# Extract to read:
New Jersey is making it easier for customers to complete a solar project if their developer fails, after hundreds of customers were left stranded by contractors who disappeared, including two installers that filed for bankruptcy and a third that was sued for unfair trade practices. 

The New Jersey Board of Public Utilities (BPU) on Feb. 14 enacted an order that allows the board to relax some solar project rules, including waiving timelines and some project registration requirements, for customers whose project stalls after their developer suddenly ceases work.  

BPU staff said the action was needed in part because the developer often handles the paperwork for a solar project’s application for incentives under the state Successor Solar Incentive program, and the customer could miss out on incentives if the developer is not around to complete the job. 

The move reflects New Jersey’s effort to protect customer projects — and the state solar sector — from the kind of developer failure that has impacted projects across the country as installers wrestle with rising costs and interest rates and adverse market conditions, often resulting in bankruptcies. 

More than 100 solar developers have filed for bankruptcy nationwide since the start of 2023, including 22 in California and 11 in Texas, according to California-based Solar Insure, which provides monitoring and insurance warranties for solar projects. 

The company said such a high number of bankruptcies was “unseen” in the past 20 years, and California was particularly hard hit due to the introduction of the Net Energy Metering 3.0 compensation plan, which takes effect in April and awards much lower compensation rates for the power that rooftop solar owners put back on the grid. (See Can US Maintain Record Solar, Clean Power Growth?)

# Directions for this task:
Please continue the article on New Jersey's help for solar customers whose developers failed, picking up after its final sentence.

# Given information:
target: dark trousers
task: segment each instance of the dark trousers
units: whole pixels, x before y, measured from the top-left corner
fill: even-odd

# Reply:
Developer Disappearance

The BPU’s Feb. 14 order helps soften the impact of a developer’s disappearance. The failure of three New Jersey solar developers, for example, created difficulties for 900 customers in meeting the ADI program requirements and deadlines, BPU officials said. 

“The abrupt withdrawal of an installer from the market affects not only the business and its employees, but also its customers,” the order states. “When a solar installer suddenly stops working on a project and returning phone calls, these customers are often left stranded.” 

If the developer persistently fails to communicate with the BPU about the status of a project, the agency will take steps to debar the developer, which then leaves the customer without a representative and hinders their efforts to seek incentives, the order said. 

“Staff believes that providing a limited waiver of the relevant rule(s) for the Affected Projects would provide the customers of those installers relief without unduly undermining the structure that the rules provide,” the order states. 

Fred DeSanti, executive director of the New Jersey Solar Energy Coalition, said the introduction of the rules reflects the BPU’s effort to help customers as the industries go through hard times and developers suffer bankruptcies and other “calamities that are beyond their control.”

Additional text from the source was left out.